Exercise goal:
Lay out the material below as a Markdown table with the columns "Row" and "Line," giving each line its own numbered row and skipping blank lines. Leave the pictures out.

(Excerpt from a dataset)
____________

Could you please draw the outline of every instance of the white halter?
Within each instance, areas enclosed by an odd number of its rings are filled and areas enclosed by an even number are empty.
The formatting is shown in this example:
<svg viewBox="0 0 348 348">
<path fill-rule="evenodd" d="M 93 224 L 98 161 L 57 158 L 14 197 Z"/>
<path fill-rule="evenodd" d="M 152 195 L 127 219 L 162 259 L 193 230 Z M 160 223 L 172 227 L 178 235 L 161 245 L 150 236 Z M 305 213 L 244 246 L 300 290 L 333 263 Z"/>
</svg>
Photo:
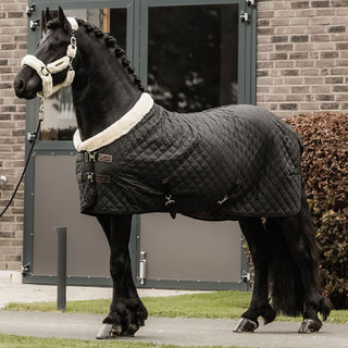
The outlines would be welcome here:
<svg viewBox="0 0 348 348">
<path fill-rule="evenodd" d="M 27 54 L 23 58 L 21 66 L 28 65 L 33 67 L 38 75 L 42 79 L 42 90 L 37 92 L 37 95 L 41 98 L 48 98 L 57 92 L 60 88 L 70 86 L 75 77 L 75 72 L 72 66 L 72 61 L 76 55 L 76 38 L 74 33 L 78 29 L 78 24 L 75 18 L 67 17 L 69 23 L 72 26 L 73 35 L 71 37 L 71 44 L 67 46 L 66 55 L 60 58 L 59 60 L 45 64 L 38 58 L 32 54 Z M 62 72 L 64 69 L 69 67 L 66 78 L 59 85 L 53 86 L 53 78 L 52 75 Z"/>
</svg>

____________

Correct response:
| Row | Line |
|---|---|
| 1 | Could you please draw the outline of every instance of the white halter? |
| 2 | Within each instance, areas enclosed by an odd number of its rings are filled and areas enclosed by an even number are empty. |
| 3 | The formatting is shown in this example: |
| 4 | <svg viewBox="0 0 348 348"> |
| 5 | <path fill-rule="evenodd" d="M 93 224 L 98 161 L 57 158 L 14 197 Z"/> |
| 6 | <path fill-rule="evenodd" d="M 152 195 L 127 219 L 162 259 L 193 230 Z M 160 223 L 172 227 L 178 235 L 161 245 L 150 236 Z M 305 213 L 244 246 L 300 290 L 333 263 Z"/> |
| 7 | </svg> |
| 8 | Photo: |
| 9 | The outlines would be welcome here: |
| 10 | <svg viewBox="0 0 348 348"> |
| 11 | <path fill-rule="evenodd" d="M 27 54 L 23 58 L 21 66 L 28 65 L 33 67 L 38 75 L 42 79 L 42 90 L 37 92 L 37 95 L 41 98 L 48 98 L 57 92 L 60 88 L 70 86 L 75 77 L 75 72 L 72 66 L 72 61 L 76 55 L 76 38 L 74 33 L 78 29 L 78 24 L 75 18 L 67 17 L 69 23 L 72 26 L 73 35 L 71 37 L 71 44 L 67 46 L 66 55 L 60 58 L 59 60 L 45 64 L 38 58 L 32 54 Z M 62 72 L 64 69 L 69 67 L 66 78 L 59 85 L 53 86 L 53 78 L 52 75 Z"/> |
| 12 | </svg> |